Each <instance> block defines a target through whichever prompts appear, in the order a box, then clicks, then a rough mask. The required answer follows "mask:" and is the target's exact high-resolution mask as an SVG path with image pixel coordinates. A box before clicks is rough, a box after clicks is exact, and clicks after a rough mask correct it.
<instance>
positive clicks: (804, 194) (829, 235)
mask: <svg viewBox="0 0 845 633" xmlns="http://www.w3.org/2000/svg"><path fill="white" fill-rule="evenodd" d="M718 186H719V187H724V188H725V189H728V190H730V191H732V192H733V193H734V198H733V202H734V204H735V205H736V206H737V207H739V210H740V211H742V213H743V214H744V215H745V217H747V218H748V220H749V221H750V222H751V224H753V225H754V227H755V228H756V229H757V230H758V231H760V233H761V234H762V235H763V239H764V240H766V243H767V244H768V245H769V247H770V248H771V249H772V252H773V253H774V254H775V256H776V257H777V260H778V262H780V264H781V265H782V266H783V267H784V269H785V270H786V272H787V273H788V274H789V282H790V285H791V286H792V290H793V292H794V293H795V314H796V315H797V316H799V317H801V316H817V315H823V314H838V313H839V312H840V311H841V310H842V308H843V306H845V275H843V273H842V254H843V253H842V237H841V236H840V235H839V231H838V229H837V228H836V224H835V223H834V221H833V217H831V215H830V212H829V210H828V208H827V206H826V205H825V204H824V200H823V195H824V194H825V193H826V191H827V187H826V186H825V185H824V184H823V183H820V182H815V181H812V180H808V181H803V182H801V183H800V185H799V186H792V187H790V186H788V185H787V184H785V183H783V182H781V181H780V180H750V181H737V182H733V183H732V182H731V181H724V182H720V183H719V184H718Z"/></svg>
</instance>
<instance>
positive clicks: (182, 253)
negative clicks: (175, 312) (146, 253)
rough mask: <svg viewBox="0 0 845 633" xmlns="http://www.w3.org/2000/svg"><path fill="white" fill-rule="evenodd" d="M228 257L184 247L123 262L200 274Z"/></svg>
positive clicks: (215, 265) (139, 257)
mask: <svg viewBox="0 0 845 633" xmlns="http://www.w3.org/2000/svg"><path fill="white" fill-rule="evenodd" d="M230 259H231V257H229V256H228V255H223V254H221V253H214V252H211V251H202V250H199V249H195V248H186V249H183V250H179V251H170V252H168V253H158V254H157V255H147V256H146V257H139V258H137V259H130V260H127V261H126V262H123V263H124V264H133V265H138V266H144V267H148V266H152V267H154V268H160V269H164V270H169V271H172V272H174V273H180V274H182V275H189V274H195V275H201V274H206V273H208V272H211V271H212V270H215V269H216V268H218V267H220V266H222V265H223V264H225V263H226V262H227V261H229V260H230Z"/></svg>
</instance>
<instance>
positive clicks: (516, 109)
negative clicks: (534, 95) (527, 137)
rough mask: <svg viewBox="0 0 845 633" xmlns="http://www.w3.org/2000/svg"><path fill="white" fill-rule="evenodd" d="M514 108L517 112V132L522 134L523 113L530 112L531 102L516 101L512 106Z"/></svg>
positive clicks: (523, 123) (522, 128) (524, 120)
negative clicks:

What is being asked: Please copy out the preceding data in full, exactly as written.

Solution:
Each <instance> block defines a target through whichever prompts appear, in the order a box, then clicks, then a rough mask. The required answer follows "mask:" and is the target's exact high-resolution mask as an SVG path with image pixel coordinates. A box before clicks is rough, a box after clicks is exact, and clicks after a rough mask correct it.
<instance>
positive clicks: (804, 194) (829, 235)
mask: <svg viewBox="0 0 845 633" xmlns="http://www.w3.org/2000/svg"><path fill="white" fill-rule="evenodd" d="M718 186H719V187H724V188H725V189H728V190H730V191H732V192H733V193H734V198H733V202H734V204H735V205H736V206H737V207H739V210H740V211H742V213H743V214H744V215H745V217H747V218H748V220H749V221H750V222H751V224H753V225H754V227H755V228H756V229H757V230H758V231H760V233H761V234H762V235H763V239H764V240H766V243H767V244H768V245H769V247H770V248H771V249H772V252H773V253H774V254H775V256H776V257H777V260H778V262H780V264H781V265H782V266H783V267H784V269H785V270H786V272H787V273H788V274H789V282H790V285H791V286H792V290H793V292H794V293H795V314H796V315H797V316H799V317H801V316H817V315H823V314H838V313H839V312H840V311H841V310H842V308H843V306H845V275H843V273H842V254H843V253H842V237H841V236H840V235H839V231H838V229H837V228H836V224H835V223H834V221H833V217H831V215H830V212H829V210H828V208H827V206H826V205H825V204H824V200H823V195H824V194H825V193H826V191H827V187H826V186H825V185H824V184H823V183H820V182H815V181H812V180H808V181H803V182H801V183H800V185H799V186H792V187H790V186H788V185H787V184H785V183H783V182H781V181H780V180H750V181H737V182H733V183H732V182H731V181H724V182H720V183H719V184H718Z"/></svg>
</instance>
<instance>
positive clicks: (182, 253)
negative clicks: (175, 312) (146, 253)
rough mask: <svg viewBox="0 0 845 633" xmlns="http://www.w3.org/2000/svg"><path fill="white" fill-rule="evenodd" d="M228 257L184 247L123 262L200 274Z"/></svg>
positive clicks: (215, 265) (139, 257)
mask: <svg viewBox="0 0 845 633" xmlns="http://www.w3.org/2000/svg"><path fill="white" fill-rule="evenodd" d="M230 259H231V257H229V256H228V255H223V254H221V253H214V252H211V251H202V250H199V249H195V248H186V249H183V250H179V251H170V252H168V253H158V254H157V255H147V256H146V257H139V258H137V259H130V260H127V261H126V262H123V263H124V264H133V265H138V266H144V267H148V266H152V267H154V268H160V269H164V270H169V271H172V272H174V273H180V274H182V275H189V274H195V275H201V274H206V273H208V272H211V271H212V270H215V269H216V268H218V267H220V266H222V265H223V264H225V263H226V262H227V261H229V260H230Z"/></svg>
</instance>
<instance>
positive clicks: (516, 109)
negative clicks: (534, 95) (527, 137)
rough mask: <svg viewBox="0 0 845 633" xmlns="http://www.w3.org/2000/svg"><path fill="white" fill-rule="evenodd" d="M514 108L517 112V132L522 134L523 113L530 112L531 102L516 101L512 106Z"/></svg>
positive clicks: (523, 123) (522, 128) (524, 120)
negative clicks:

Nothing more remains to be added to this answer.